(Point labeling examples)
......

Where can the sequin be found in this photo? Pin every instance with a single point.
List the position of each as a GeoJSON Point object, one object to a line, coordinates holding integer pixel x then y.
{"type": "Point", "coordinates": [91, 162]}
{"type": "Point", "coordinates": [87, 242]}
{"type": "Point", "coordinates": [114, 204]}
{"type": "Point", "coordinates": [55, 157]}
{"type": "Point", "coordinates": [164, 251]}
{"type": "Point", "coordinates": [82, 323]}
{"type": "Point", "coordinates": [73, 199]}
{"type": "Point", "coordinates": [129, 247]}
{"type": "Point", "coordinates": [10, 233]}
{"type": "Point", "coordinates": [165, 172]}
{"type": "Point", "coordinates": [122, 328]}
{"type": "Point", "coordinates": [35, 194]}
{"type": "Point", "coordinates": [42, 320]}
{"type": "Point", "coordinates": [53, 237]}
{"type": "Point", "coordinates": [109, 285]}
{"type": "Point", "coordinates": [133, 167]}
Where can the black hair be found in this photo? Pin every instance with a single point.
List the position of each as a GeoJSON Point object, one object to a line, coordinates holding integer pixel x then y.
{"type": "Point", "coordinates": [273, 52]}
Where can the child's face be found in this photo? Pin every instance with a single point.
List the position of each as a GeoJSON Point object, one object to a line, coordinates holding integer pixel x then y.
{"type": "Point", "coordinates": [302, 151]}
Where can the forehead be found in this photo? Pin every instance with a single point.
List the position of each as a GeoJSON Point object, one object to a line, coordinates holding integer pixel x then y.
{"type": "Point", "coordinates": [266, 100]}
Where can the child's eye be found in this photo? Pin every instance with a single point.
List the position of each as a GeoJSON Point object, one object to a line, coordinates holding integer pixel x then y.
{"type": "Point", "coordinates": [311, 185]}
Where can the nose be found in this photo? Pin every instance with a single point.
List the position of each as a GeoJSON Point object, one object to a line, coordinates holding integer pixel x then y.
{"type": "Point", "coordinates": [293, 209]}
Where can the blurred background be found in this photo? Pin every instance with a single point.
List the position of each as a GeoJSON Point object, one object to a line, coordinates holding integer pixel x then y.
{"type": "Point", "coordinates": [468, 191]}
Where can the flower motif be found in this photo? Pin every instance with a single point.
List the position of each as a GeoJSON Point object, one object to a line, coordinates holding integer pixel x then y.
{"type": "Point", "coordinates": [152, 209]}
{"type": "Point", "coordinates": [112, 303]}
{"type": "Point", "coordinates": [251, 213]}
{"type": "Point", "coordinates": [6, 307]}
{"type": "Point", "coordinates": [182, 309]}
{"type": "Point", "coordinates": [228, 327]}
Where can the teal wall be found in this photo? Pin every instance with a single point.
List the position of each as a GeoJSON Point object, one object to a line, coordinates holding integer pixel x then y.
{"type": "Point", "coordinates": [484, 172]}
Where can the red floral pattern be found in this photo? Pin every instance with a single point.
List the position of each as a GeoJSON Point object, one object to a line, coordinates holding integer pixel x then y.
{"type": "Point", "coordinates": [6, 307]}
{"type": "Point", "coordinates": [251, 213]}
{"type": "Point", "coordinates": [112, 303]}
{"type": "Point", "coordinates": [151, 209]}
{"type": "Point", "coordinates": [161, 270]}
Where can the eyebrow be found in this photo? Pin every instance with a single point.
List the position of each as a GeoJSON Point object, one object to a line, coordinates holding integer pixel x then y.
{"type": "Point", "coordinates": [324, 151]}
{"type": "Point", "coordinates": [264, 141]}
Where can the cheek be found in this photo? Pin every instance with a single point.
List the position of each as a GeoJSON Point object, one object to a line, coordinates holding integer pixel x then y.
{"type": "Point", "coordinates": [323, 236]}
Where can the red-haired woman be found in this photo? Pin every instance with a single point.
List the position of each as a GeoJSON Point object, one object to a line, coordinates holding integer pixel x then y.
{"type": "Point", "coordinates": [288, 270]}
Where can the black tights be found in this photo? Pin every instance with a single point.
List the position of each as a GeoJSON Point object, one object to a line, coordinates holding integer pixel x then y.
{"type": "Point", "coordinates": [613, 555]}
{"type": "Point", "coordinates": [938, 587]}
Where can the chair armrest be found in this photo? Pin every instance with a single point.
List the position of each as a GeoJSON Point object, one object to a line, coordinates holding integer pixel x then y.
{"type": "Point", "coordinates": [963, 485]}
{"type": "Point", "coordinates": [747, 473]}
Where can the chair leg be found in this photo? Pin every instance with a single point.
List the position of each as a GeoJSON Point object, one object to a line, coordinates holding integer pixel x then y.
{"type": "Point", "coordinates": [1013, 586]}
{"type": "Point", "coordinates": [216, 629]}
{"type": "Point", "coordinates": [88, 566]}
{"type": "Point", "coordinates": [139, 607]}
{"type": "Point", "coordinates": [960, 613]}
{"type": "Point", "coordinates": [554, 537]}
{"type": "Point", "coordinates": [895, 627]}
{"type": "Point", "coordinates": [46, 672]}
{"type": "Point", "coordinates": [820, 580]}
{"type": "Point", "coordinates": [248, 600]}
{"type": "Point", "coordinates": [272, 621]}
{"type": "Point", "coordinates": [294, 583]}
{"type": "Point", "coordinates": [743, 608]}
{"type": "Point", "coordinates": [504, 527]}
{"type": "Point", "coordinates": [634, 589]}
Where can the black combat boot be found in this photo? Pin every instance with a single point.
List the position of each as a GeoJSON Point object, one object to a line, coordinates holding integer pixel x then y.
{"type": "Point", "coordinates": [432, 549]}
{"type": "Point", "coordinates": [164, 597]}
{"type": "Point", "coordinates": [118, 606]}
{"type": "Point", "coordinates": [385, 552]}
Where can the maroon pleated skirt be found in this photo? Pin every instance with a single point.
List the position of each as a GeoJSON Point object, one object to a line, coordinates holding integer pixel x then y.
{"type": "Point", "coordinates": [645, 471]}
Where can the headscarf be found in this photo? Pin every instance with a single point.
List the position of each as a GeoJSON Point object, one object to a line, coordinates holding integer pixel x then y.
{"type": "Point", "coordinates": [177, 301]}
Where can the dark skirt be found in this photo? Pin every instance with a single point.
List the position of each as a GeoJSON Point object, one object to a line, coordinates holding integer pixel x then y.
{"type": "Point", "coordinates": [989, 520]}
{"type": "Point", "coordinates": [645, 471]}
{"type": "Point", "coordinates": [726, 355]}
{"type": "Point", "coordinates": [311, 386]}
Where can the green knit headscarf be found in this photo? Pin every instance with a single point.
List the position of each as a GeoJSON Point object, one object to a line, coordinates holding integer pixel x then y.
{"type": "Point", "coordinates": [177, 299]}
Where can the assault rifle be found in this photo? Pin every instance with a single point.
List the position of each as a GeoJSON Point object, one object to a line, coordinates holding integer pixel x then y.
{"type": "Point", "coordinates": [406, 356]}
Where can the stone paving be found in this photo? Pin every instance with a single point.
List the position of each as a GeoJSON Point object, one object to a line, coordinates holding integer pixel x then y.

......

### WHAT IS BEING ASKED
Copy all of the rows above word for word, keeping every character unchanged.

### COMPLETED TASK
Where can the sequin be found in this photo? Pin every instance with a single point.
List the position of each as a GeoJSON Point object, one object to a line, coordinates holding integer pixel x then y.
{"type": "Point", "coordinates": [91, 162]}
{"type": "Point", "coordinates": [87, 242]}
{"type": "Point", "coordinates": [114, 204]}
{"type": "Point", "coordinates": [55, 157]}
{"type": "Point", "coordinates": [164, 251]}
{"type": "Point", "coordinates": [82, 323]}
{"type": "Point", "coordinates": [73, 199]}
{"type": "Point", "coordinates": [129, 247]}
{"type": "Point", "coordinates": [10, 233]}
{"type": "Point", "coordinates": [165, 172]}
{"type": "Point", "coordinates": [122, 328]}
{"type": "Point", "coordinates": [35, 194]}
{"type": "Point", "coordinates": [42, 320]}
{"type": "Point", "coordinates": [53, 237]}
{"type": "Point", "coordinates": [109, 285]}
{"type": "Point", "coordinates": [133, 167]}
Where can the black hair be found in this photo? Pin every instance with a single point.
List the position of each as a GeoJSON Point object, one object to a line, coordinates holding integer pixel x then y.
{"type": "Point", "coordinates": [273, 52]}
Where can the child's face be found in this photo? Pin every instance with a single point.
List the position of each as a GeoJSON Point object, one object to a line, coordinates holding integer pixel x then y.
{"type": "Point", "coordinates": [302, 151]}
Where can the forehead be found in this photo? Pin every instance with a single point.
List the position of each as a GeoJSON Point object, one object to a line, coordinates holding integer pixel x then y.
{"type": "Point", "coordinates": [266, 100]}
Where can the child's eye be found in this photo? Pin every instance with a single point.
List the position of each as a GeoJSON Point object, one object to a line, coordinates holding integer pixel x then y.
{"type": "Point", "coordinates": [311, 185]}
Where can the nose be found in this photo? Pin every instance with a single point.
List the position of each as a GeoJSON Point object, one object to a line, coordinates holding integer pixel x then y.
{"type": "Point", "coordinates": [293, 209]}
Where can the blurred background be found in this photo? Pin every instance with a single point.
List the position of each as a GeoJSON Point object, one object to a line, coordinates holding integer pixel x then y.
{"type": "Point", "coordinates": [468, 191]}
Where can the flower motif be found in this photo? Pin every instance with a single point.
List the position of each as a GeoJSON Point object, one object to a line, coordinates holding integer pixel x then y.
{"type": "Point", "coordinates": [152, 209]}
{"type": "Point", "coordinates": [112, 303]}
{"type": "Point", "coordinates": [251, 213]}
{"type": "Point", "coordinates": [6, 307]}
{"type": "Point", "coordinates": [182, 309]}
{"type": "Point", "coordinates": [228, 327]}
Where can the teal wall be found in this photo? Pin every instance with a single point.
List the position of each as a GeoJSON Point object, one object to a line, coordinates holding integer pixel x then y.
{"type": "Point", "coordinates": [484, 172]}
Where can the red floral pattern be found in this photo? Pin every instance with a single point.
List the position of each as a GeoJSON Point object, one object to a line, coordinates holding integer pixel x then y.
{"type": "Point", "coordinates": [6, 307]}
{"type": "Point", "coordinates": [251, 213]}
{"type": "Point", "coordinates": [112, 303]}
{"type": "Point", "coordinates": [151, 209]}
{"type": "Point", "coordinates": [161, 270]}
Where can the eyebrow be found in this photo? Pin every instance with a single point.
List the position of each as a GeoJSON Point object, one object to a line, coordinates holding integer pixel x then y.
{"type": "Point", "coordinates": [324, 151]}
{"type": "Point", "coordinates": [264, 141]}
Where can the cheek be found in this photo? Pin every instance with a single point.
List the position of each as a GeoJSON Point object, one object to a line, coordinates holding integer pixel x then y.
{"type": "Point", "coordinates": [323, 236]}
Where can the red-haired woman be found in this photo? Pin every instance with a single point.
List the position of each as a GeoJSON Point object, one object to a line, coordinates holding integer pixel x then y.
{"type": "Point", "coordinates": [288, 270]}
Where can the black tights be found in this photo? Pin every instance with a single point.
List the position of each as a GeoJSON Point object, one object to a line, coordinates holding integer pixel x then y.
{"type": "Point", "coordinates": [613, 555]}
{"type": "Point", "coordinates": [938, 587]}
Where can the chair armrest be found in this photo? Pin every instance with a single point.
List the position of each as a GeoJSON Point object, one object to a line, coordinates holding integer pixel x then y.
{"type": "Point", "coordinates": [963, 485]}
{"type": "Point", "coordinates": [747, 473]}
Where can the chair leg be found in this photo? Pin every instance with a single point.
List the position of each as a GeoJSON Point object, one object to a line, coordinates holding integer pixel x then y.
{"type": "Point", "coordinates": [1013, 586]}
{"type": "Point", "coordinates": [216, 629]}
{"type": "Point", "coordinates": [88, 566]}
{"type": "Point", "coordinates": [139, 607]}
{"type": "Point", "coordinates": [960, 613]}
{"type": "Point", "coordinates": [554, 537]}
{"type": "Point", "coordinates": [895, 627]}
{"type": "Point", "coordinates": [46, 672]}
{"type": "Point", "coordinates": [820, 580]}
{"type": "Point", "coordinates": [248, 600]}
{"type": "Point", "coordinates": [272, 621]}
{"type": "Point", "coordinates": [294, 583]}
{"type": "Point", "coordinates": [743, 608]}
{"type": "Point", "coordinates": [504, 527]}
{"type": "Point", "coordinates": [634, 589]}
Where can the black combat boot be found in this photo? Pin every instance with a single point.
List the position of each as a GeoJSON Point object, one object to a line, coordinates holding integer pixel x then y.
{"type": "Point", "coordinates": [432, 549]}
{"type": "Point", "coordinates": [164, 597]}
{"type": "Point", "coordinates": [118, 606]}
{"type": "Point", "coordinates": [385, 552]}
Where can the maroon pleated skirt be found in this photo? Pin every instance with a single point.
List the position of each as a GeoJSON Point object, one object to a line, coordinates holding integer pixel x then y.
{"type": "Point", "coordinates": [645, 471]}
Where can the headscarf be found in this photo? Pin every instance with a single point.
List the position of each as a GeoJSON Point object, one object to a line, coordinates holding integer pixel x then y.
{"type": "Point", "coordinates": [177, 301]}
Where can the dark skirt be found in this photo? Pin every instance with a single point.
List the position of each as a GeoJSON Point object, one object to a line, coordinates holding integer pixel x then y.
{"type": "Point", "coordinates": [989, 520]}
{"type": "Point", "coordinates": [645, 471]}
{"type": "Point", "coordinates": [726, 355]}
{"type": "Point", "coordinates": [311, 386]}
Where can the green knit headscarf be found in this photo? Pin every instance with a single point.
List the position of each as a GeoJSON Point object, one object to a line, coordinates holding integer pixel x then y.
{"type": "Point", "coordinates": [177, 299]}
Where can the assault rifle be found in this photo? Pin every instance with a single point.
List the position of each as a GeoJSON Point object, one object to a line, coordinates holding integer pixel x then y.
{"type": "Point", "coordinates": [406, 356]}
Where can the stone paving be found in this photo? Pin every instance with a single point.
List the position of each as a GeoJSON Point object, one object to a line, coordinates holding integer pixel x then y.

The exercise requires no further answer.